Locate each line in the records below that contains the word "bark", and copy those lines.

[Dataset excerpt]
========================================
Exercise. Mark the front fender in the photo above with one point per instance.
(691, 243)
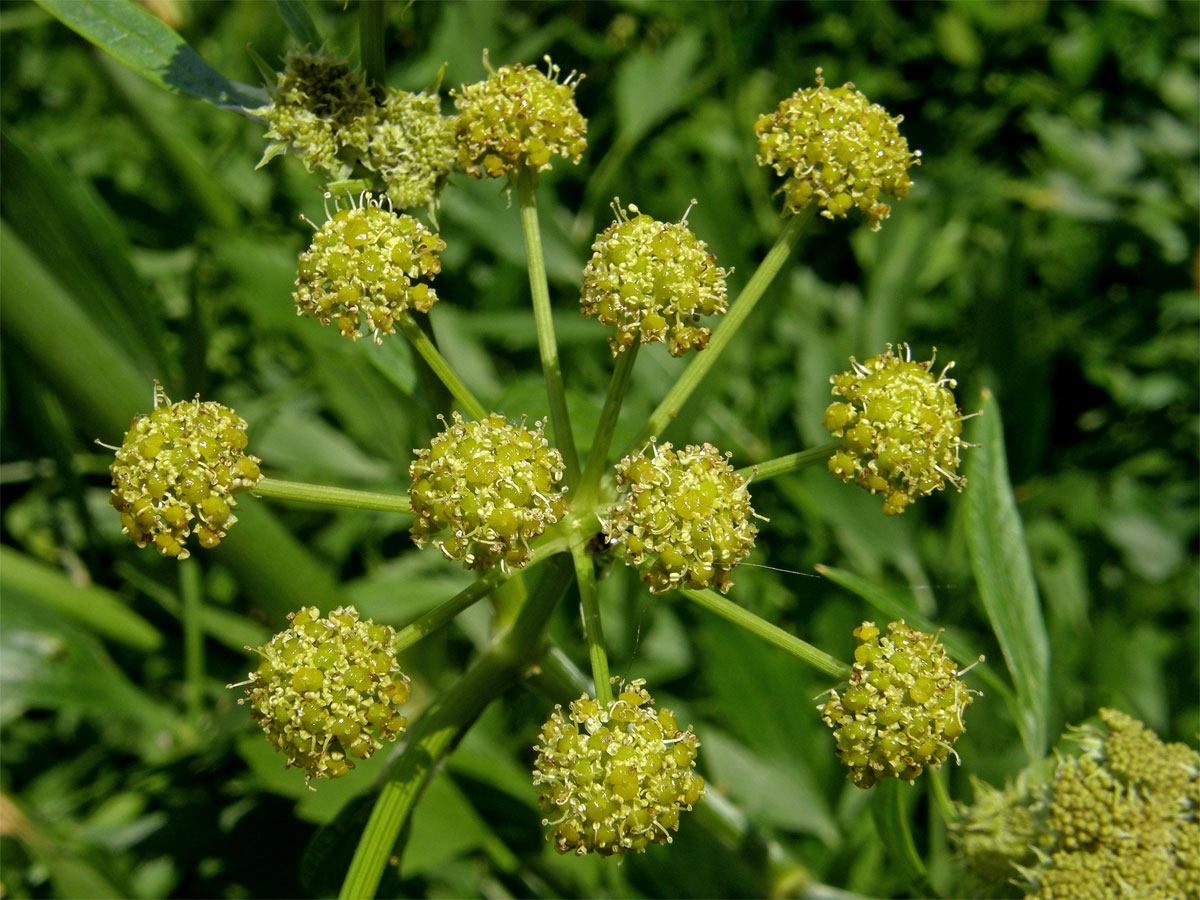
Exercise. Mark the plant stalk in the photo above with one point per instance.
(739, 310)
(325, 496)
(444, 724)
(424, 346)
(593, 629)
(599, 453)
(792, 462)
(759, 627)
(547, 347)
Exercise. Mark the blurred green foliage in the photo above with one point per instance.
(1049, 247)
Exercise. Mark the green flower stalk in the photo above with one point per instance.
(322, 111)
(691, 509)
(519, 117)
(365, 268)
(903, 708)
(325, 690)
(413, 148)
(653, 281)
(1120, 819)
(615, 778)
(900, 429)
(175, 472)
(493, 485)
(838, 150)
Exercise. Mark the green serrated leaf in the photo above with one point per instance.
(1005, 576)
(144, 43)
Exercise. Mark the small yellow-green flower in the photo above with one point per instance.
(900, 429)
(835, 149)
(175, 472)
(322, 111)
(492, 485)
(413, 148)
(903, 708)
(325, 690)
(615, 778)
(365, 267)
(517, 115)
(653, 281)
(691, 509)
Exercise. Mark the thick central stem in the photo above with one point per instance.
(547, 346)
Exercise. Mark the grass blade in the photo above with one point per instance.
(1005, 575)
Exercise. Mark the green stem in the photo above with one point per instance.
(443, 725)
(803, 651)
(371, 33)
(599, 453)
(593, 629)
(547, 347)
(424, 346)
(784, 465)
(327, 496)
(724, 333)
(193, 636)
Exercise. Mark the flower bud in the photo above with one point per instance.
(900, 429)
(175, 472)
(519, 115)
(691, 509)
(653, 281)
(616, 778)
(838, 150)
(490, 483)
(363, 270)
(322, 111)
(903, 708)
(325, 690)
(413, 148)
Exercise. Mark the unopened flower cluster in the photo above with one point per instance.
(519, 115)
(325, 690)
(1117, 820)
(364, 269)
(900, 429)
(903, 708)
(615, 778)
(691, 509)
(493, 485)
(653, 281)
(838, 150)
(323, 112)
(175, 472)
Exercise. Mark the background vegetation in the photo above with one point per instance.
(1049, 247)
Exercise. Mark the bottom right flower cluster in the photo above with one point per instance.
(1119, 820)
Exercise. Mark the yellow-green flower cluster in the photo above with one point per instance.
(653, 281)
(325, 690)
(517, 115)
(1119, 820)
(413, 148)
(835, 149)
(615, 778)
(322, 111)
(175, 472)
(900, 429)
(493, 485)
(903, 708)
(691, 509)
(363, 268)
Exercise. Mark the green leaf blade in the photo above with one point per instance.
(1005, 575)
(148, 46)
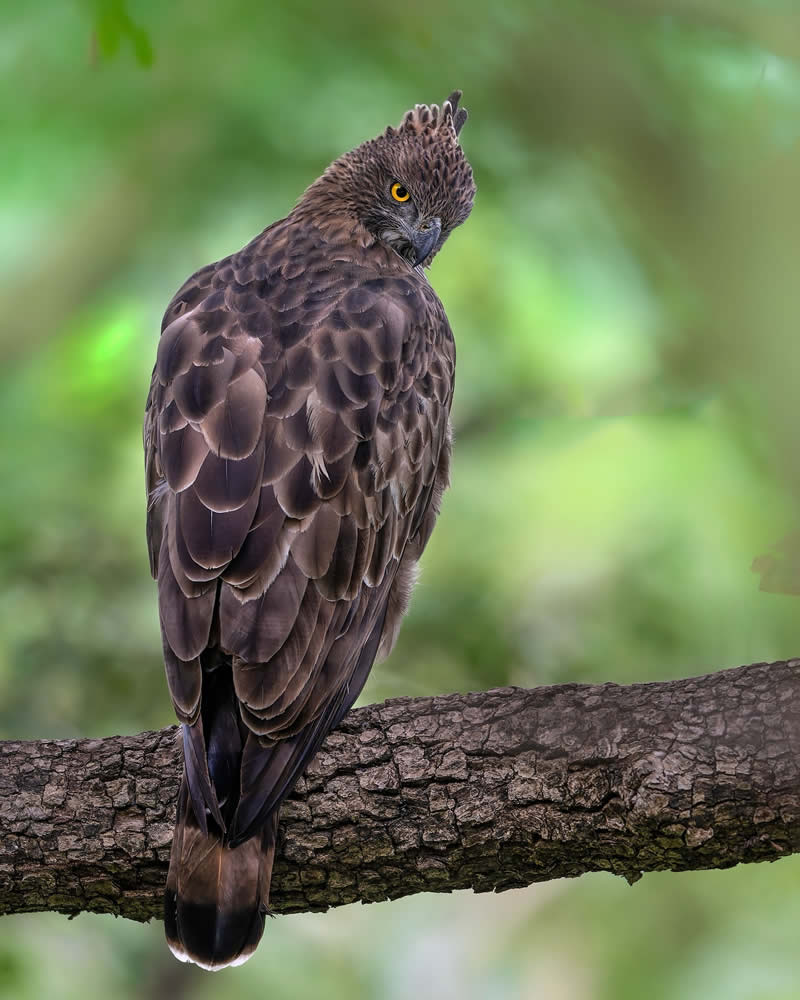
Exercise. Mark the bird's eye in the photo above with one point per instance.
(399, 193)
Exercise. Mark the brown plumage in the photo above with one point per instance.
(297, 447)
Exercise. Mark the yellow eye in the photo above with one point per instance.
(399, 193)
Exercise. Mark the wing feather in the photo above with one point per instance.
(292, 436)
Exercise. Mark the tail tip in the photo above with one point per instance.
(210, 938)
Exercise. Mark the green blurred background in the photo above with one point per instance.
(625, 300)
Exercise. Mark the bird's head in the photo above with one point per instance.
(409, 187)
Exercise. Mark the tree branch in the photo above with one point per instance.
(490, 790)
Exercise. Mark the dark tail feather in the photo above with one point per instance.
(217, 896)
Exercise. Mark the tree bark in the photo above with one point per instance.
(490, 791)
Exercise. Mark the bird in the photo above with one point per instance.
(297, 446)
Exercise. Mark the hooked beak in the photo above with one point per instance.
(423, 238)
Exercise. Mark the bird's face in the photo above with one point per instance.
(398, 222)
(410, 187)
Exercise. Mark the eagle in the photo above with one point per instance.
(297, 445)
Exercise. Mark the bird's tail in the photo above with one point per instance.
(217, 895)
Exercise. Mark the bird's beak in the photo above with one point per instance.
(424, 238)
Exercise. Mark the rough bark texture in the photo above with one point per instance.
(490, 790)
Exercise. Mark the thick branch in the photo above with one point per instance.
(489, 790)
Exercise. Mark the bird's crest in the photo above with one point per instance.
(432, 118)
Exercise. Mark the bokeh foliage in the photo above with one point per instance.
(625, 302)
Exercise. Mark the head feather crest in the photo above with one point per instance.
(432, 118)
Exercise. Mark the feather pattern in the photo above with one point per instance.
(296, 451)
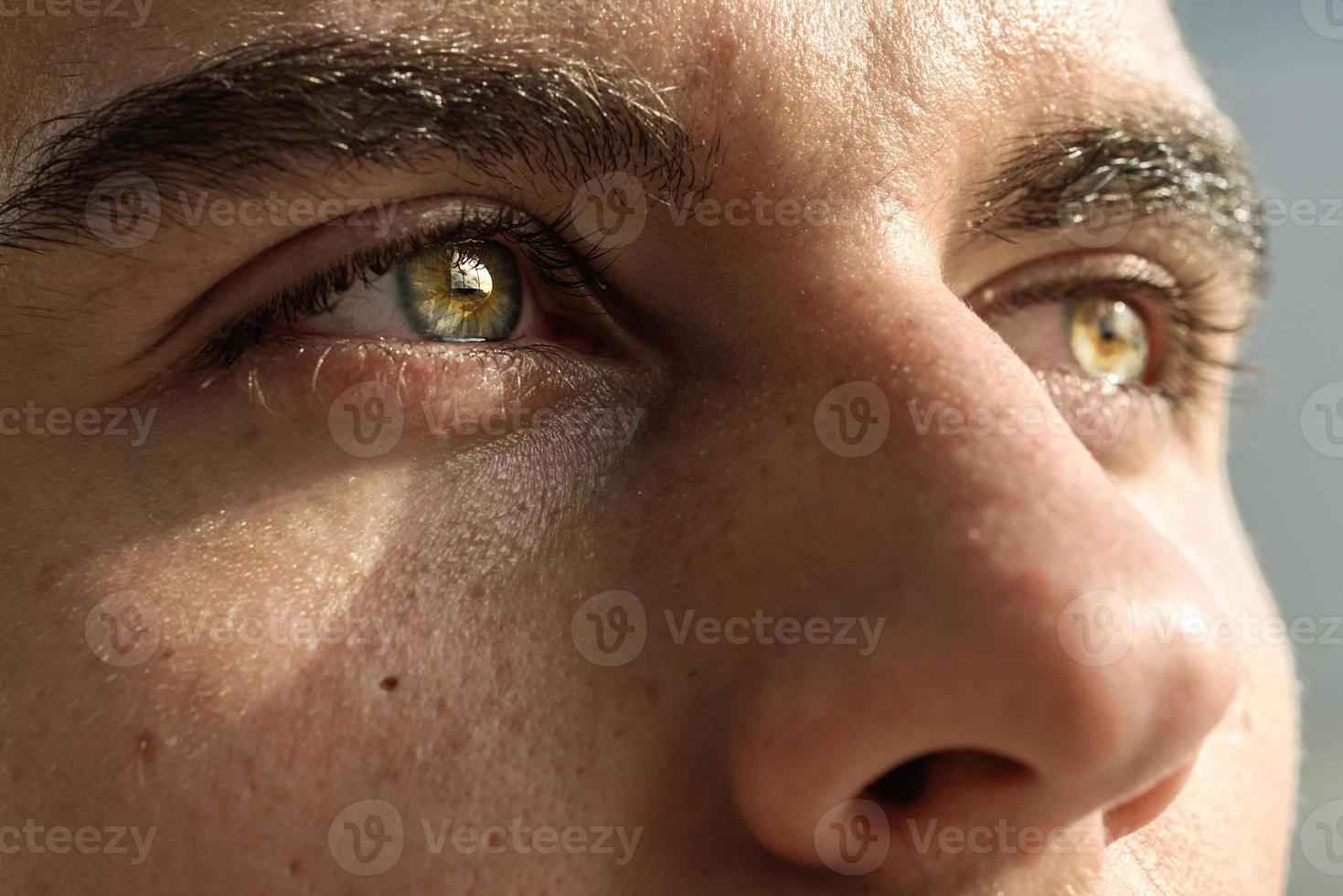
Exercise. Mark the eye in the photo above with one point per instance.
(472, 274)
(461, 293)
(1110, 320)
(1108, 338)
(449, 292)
========================================
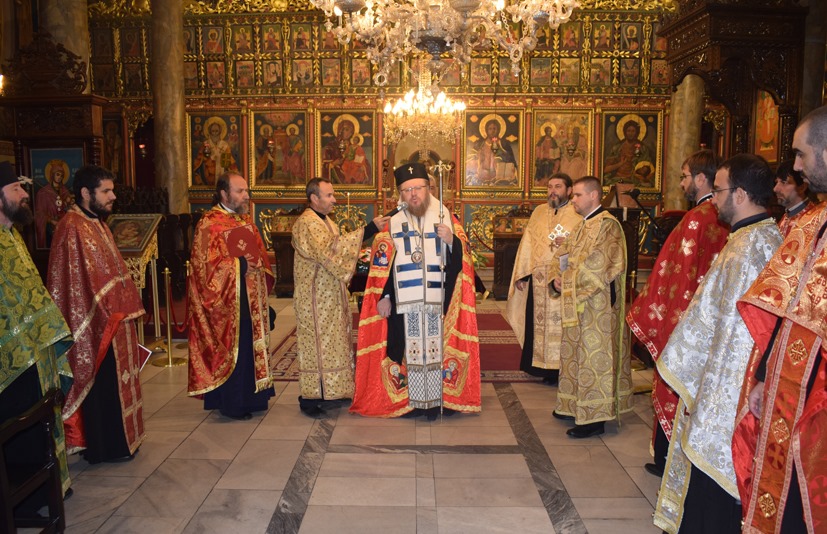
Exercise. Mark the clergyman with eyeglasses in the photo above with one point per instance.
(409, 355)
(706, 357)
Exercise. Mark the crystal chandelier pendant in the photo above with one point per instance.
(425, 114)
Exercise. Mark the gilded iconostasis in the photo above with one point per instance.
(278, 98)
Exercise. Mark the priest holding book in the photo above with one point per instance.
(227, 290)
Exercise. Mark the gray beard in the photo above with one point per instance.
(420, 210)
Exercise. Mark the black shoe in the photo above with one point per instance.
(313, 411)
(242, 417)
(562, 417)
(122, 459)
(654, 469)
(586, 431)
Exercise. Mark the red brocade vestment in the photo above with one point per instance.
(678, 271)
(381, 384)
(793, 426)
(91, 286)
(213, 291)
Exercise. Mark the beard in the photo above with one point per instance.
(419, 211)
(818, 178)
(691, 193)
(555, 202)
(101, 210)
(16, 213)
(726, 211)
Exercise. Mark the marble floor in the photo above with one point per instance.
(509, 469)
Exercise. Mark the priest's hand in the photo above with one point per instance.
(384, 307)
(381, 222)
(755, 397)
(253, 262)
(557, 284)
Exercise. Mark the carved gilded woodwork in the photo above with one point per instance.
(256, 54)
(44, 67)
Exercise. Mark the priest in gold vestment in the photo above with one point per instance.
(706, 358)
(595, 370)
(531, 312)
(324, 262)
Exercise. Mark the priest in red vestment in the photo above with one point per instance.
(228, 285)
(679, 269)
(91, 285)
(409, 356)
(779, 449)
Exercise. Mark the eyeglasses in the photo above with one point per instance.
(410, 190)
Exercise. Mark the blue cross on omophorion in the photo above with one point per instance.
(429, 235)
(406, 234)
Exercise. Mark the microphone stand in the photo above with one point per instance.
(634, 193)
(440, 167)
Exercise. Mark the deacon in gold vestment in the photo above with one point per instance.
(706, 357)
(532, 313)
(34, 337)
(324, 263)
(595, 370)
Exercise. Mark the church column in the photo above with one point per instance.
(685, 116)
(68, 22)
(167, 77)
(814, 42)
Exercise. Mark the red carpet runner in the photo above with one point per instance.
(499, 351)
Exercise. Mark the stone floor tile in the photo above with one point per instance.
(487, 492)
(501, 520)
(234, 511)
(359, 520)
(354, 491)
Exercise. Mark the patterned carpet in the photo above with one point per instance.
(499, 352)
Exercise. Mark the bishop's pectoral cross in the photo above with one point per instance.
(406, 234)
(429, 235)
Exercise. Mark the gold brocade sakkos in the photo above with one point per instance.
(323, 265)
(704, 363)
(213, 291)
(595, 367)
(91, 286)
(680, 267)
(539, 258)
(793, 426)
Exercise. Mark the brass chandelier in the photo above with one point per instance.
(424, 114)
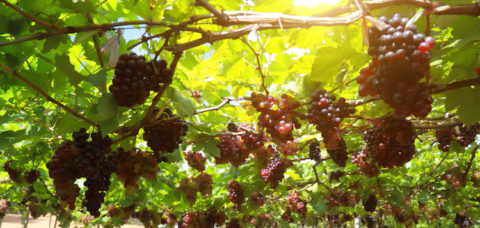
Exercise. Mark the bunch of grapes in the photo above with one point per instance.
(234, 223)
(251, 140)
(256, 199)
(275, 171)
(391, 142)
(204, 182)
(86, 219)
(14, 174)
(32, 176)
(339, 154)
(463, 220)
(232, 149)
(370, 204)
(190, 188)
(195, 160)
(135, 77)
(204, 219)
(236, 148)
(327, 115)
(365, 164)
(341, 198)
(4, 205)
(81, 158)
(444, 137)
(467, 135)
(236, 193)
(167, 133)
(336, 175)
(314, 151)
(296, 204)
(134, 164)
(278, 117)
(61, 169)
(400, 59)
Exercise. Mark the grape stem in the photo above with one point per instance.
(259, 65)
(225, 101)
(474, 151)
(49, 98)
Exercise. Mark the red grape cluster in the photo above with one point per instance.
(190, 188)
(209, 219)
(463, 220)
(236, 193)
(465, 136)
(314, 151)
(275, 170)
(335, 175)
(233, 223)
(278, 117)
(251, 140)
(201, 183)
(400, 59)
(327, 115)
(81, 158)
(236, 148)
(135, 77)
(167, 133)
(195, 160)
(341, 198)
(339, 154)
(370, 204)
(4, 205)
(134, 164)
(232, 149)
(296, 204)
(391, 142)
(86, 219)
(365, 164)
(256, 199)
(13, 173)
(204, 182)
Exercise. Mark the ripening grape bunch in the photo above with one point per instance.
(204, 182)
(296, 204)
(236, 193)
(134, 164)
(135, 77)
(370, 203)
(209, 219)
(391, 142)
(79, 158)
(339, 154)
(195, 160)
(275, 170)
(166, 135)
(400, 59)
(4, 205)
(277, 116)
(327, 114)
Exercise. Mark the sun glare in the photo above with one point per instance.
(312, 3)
========================================
THE RESULT:
Exercise. Mark the tree bark in the photo above with one point per instance.
Exercise. Mark the rough bark texture in the photo above with one point per instance.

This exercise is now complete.